- [Problem]: Retyping should cover only the lines from the one containing "of the tree." through the final line of the records, with pictures omitted.

-- begin Given data --

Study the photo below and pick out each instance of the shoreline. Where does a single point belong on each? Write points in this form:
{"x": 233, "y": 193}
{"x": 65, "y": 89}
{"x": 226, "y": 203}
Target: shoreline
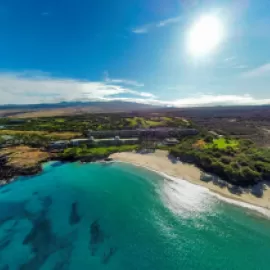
{"x": 160, "y": 163}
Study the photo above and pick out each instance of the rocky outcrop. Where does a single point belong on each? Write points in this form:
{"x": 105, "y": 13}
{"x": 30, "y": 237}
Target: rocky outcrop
{"x": 8, "y": 172}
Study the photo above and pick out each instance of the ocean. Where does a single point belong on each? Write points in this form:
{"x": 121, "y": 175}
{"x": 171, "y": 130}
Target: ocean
{"x": 118, "y": 216}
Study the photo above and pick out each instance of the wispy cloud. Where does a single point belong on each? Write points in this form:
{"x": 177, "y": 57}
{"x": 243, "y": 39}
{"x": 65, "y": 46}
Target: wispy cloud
{"x": 229, "y": 59}
{"x": 107, "y": 79}
{"x": 260, "y": 71}
{"x": 240, "y": 66}
{"x": 22, "y": 88}
{"x": 25, "y": 89}
{"x": 202, "y": 101}
{"x": 143, "y": 29}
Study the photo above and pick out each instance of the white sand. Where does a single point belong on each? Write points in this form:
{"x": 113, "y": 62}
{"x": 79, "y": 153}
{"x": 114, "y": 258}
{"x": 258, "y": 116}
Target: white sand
{"x": 159, "y": 161}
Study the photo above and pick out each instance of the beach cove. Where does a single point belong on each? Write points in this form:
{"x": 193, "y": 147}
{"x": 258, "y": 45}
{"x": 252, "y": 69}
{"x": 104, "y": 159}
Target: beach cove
{"x": 161, "y": 163}
{"x": 118, "y": 216}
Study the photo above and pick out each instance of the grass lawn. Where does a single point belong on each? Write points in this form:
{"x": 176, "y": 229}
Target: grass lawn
{"x": 222, "y": 143}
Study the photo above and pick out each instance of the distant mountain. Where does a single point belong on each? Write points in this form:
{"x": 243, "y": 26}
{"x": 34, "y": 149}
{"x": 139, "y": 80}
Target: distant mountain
{"x": 70, "y": 108}
{"x": 101, "y": 104}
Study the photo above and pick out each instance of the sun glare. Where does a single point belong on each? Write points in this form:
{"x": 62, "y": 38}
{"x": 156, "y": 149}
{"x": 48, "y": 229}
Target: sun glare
{"x": 205, "y": 35}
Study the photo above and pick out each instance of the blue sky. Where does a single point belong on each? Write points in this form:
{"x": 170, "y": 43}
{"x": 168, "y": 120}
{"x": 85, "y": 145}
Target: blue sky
{"x": 64, "y": 50}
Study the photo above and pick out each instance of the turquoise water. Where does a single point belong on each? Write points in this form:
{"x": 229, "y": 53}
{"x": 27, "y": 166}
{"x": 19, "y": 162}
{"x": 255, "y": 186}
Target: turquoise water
{"x": 96, "y": 216}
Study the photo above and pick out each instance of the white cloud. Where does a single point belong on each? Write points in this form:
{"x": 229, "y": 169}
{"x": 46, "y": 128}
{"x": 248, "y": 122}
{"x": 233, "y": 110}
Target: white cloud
{"x": 107, "y": 79}
{"x": 202, "y": 100}
{"x": 22, "y": 88}
{"x": 229, "y": 59}
{"x": 168, "y": 21}
{"x": 147, "y": 27}
{"x": 141, "y": 30}
{"x": 240, "y": 66}
{"x": 260, "y": 71}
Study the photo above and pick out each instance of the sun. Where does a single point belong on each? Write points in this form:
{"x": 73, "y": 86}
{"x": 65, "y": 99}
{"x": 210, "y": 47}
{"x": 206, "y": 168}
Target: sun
{"x": 205, "y": 35}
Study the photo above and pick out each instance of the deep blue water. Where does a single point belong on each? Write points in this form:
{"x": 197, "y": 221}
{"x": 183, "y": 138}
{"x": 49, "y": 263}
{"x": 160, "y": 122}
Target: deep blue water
{"x": 96, "y": 216}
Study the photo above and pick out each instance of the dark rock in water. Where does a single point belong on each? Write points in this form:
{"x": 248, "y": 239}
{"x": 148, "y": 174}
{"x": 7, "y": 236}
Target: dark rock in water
{"x": 44, "y": 243}
{"x": 74, "y": 217}
{"x": 46, "y": 201}
{"x": 107, "y": 256}
{"x": 96, "y": 237}
{"x": 65, "y": 256}
{"x": 5, "y": 267}
{"x": 5, "y": 242}
{"x": 5, "y": 190}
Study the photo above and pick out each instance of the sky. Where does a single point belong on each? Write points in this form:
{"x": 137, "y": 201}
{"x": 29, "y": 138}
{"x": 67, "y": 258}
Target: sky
{"x": 146, "y": 51}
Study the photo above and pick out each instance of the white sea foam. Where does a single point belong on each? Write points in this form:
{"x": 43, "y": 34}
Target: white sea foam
{"x": 186, "y": 198}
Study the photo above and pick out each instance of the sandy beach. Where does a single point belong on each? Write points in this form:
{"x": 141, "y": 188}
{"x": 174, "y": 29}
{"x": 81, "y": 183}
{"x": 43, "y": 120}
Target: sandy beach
{"x": 160, "y": 162}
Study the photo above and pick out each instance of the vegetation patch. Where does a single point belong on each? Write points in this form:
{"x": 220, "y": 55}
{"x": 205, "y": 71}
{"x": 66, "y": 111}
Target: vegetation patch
{"x": 223, "y": 143}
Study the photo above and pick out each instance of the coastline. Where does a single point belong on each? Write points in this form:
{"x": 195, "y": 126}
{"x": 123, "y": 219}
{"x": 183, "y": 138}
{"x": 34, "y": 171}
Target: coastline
{"x": 160, "y": 163}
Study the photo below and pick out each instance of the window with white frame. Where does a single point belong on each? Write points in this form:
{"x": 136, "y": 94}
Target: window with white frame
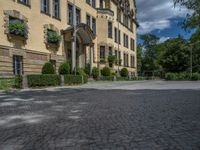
{"x": 56, "y": 9}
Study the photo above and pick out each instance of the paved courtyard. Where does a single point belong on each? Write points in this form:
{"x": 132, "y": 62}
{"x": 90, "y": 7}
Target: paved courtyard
{"x": 97, "y": 119}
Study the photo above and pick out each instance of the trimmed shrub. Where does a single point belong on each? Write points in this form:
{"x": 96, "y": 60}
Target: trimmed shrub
{"x": 64, "y": 68}
{"x": 124, "y": 72}
{"x": 43, "y": 80}
{"x": 72, "y": 79}
{"x": 85, "y": 78}
{"x": 7, "y": 83}
{"x": 195, "y": 76}
{"x": 18, "y": 82}
{"x": 87, "y": 69}
{"x": 107, "y": 78}
{"x": 80, "y": 71}
{"x": 95, "y": 72}
{"x": 177, "y": 76}
{"x": 106, "y": 71}
{"x": 122, "y": 78}
{"x": 48, "y": 68}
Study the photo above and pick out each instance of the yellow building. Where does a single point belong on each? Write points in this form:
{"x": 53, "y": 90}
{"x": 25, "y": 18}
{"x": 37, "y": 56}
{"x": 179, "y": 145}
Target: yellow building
{"x": 33, "y": 32}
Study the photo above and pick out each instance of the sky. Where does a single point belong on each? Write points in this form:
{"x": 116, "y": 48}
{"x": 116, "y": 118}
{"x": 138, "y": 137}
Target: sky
{"x": 161, "y": 18}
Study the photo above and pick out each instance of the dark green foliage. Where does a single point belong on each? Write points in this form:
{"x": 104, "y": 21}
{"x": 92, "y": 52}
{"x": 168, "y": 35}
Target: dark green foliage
{"x": 87, "y": 69}
{"x": 80, "y": 71}
{"x": 177, "y": 76}
{"x": 122, "y": 78}
{"x": 53, "y": 37}
{"x": 196, "y": 76}
{"x": 48, "y": 68}
{"x": 85, "y": 78}
{"x": 95, "y": 72}
{"x": 43, "y": 80}
{"x": 64, "y": 68}
{"x": 18, "y": 81}
{"x": 107, "y": 78}
{"x": 175, "y": 58}
{"x": 124, "y": 72}
{"x": 106, "y": 71}
{"x": 72, "y": 79}
{"x": 17, "y": 27}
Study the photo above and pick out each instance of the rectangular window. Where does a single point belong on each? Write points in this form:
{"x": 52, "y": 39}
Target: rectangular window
{"x": 109, "y": 29}
{"x": 78, "y": 16}
{"x": 56, "y": 9}
{"x": 45, "y": 6}
{"x": 119, "y": 37}
{"x": 88, "y": 2}
{"x": 88, "y": 18}
{"x": 110, "y": 51}
{"x": 132, "y": 44}
{"x": 94, "y": 3}
{"x": 17, "y": 65}
{"x": 100, "y": 3}
{"x": 116, "y": 35}
{"x": 70, "y": 14}
{"x": 102, "y": 52}
{"x": 94, "y": 25}
{"x": 25, "y": 2}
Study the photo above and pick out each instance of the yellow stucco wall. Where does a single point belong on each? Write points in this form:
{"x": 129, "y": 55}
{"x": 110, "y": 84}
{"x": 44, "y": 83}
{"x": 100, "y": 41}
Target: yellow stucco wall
{"x": 37, "y": 20}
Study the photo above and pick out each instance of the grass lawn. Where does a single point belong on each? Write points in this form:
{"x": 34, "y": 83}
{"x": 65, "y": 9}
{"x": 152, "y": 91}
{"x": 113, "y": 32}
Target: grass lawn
{"x": 6, "y": 84}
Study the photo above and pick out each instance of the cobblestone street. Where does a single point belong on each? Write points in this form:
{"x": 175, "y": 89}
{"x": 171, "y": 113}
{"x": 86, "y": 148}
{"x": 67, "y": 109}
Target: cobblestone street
{"x": 86, "y": 119}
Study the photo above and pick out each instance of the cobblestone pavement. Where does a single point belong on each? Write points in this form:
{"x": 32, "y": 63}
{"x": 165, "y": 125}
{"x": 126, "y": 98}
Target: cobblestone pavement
{"x": 85, "y": 119}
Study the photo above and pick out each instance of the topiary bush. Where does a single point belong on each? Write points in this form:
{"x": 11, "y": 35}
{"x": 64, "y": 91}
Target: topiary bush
{"x": 87, "y": 69}
{"x": 72, "y": 79}
{"x": 18, "y": 81}
{"x": 106, "y": 71}
{"x": 195, "y": 76}
{"x": 48, "y": 68}
{"x": 124, "y": 72}
{"x": 95, "y": 72}
{"x": 64, "y": 68}
{"x": 43, "y": 80}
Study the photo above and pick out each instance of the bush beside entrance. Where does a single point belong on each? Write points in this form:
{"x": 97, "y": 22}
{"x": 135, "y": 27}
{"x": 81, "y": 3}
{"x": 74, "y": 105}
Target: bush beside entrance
{"x": 43, "y": 80}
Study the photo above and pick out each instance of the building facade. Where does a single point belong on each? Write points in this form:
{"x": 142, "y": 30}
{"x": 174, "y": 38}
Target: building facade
{"x": 33, "y": 32}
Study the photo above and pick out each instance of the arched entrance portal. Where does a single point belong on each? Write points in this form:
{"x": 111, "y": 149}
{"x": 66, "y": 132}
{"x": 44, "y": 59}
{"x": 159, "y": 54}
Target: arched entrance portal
{"x": 84, "y": 39}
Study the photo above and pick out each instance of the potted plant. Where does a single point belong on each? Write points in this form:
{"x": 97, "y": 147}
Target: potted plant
{"x": 102, "y": 60}
{"x": 17, "y": 28}
{"x": 53, "y": 37}
{"x": 111, "y": 60}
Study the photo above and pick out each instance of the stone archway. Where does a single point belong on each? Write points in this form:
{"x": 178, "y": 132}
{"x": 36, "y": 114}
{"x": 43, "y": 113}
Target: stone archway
{"x": 84, "y": 39}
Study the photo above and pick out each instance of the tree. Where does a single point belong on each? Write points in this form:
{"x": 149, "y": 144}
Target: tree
{"x": 192, "y": 19}
{"x": 175, "y": 57}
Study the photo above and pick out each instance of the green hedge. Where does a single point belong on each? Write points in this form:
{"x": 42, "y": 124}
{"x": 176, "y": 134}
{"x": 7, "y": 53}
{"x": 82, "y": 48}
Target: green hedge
{"x": 43, "y": 80}
{"x": 7, "y": 83}
{"x": 72, "y": 79}
{"x": 85, "y": 78}
{"x": 18, "y": 81}
{"x": 107, "y": 78}
{"x": 177, "y": 76}
{"x": 122, "y": 78}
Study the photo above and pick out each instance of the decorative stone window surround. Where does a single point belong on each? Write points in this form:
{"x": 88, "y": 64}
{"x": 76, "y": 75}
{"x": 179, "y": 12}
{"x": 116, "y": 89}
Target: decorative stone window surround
{"x": 15, "y": 14}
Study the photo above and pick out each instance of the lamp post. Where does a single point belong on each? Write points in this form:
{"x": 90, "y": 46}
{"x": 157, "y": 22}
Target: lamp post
{"x": 74, "y": 39}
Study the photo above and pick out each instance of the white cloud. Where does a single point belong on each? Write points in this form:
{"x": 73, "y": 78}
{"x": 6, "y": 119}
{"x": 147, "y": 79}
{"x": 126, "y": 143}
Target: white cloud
{"x": 157, "y": 14}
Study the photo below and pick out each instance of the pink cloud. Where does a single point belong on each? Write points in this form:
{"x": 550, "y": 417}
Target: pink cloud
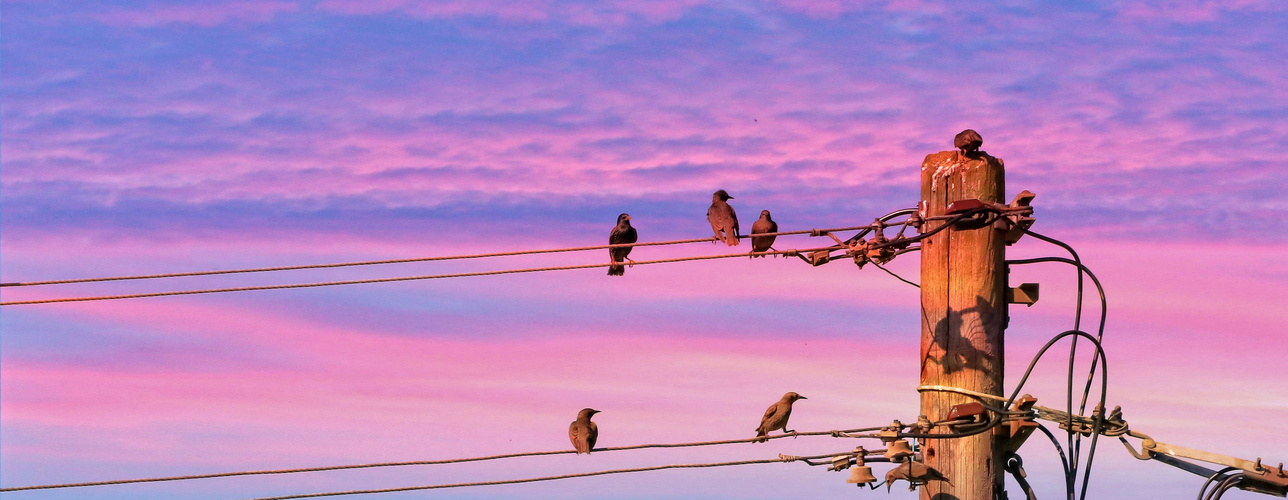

-- end Given data --

- [Reply]:
Study the photo above and pick out each instance of the tree. Where does a single point belong on each? Write points in this form:
{"x": 149, "y": 144}
Target: tree
{"x": 192, "y": 19}
{"x": 175, "y": 57}
Study the photo above and pick out each instance of the green hedge. Where does a single point belong on each? Write points in this form:
{"x": 42, "y": 124}
{"x": 176, "y": 134}
{"x": 7, "y": 53}
{"x": 82, "y": 48}
Target: green hedge
{"x": 43, "y": 80}
{"x": 7, "y": 83}
{"x": 72, "y": 79}
{"x": 85, "y": 78}
{"x": 18, "y": 81}
{"x": 107, "y": 78}
{"x": 177, "y": 76}
{"x": 122, "y": 78}
Study the photo above and pick out each instance of the decorative stone window surround. Where does a single point belong on each? Write points in this form:
{"x": 88, "y": 64}
{"x": 76, "y": 75}
{"x": 179, "y": 12}
{"x": 116, "y": 89}
Target: decorative stone window surround
{"x": 15, "y": 14}
Study the photo above and pick out each instance of the lamp post. Where does a single point belong on each? Write points in this form:
{"x": 90, "y": 46}
{"x": 157, "y": 22}
Target: lamp post
{"x": 74, "y": 39}
Study the photo above and pick out each instance of the white cloud. Where does a single point belong on each? Write points in this form:
{"x": 73, "y": 78}
{"x": 6, "y": 119}
{"x": 147, "y": 79}
{"x": 126, "y": 143}
Target: white cloud
{"x": 157, "y": 14}
Study the photo below and pick out each instance of the pink cloud. Where does a single point belong on each? Write points in this form:
{"x": 550, "y": 417}
Target: pink cloud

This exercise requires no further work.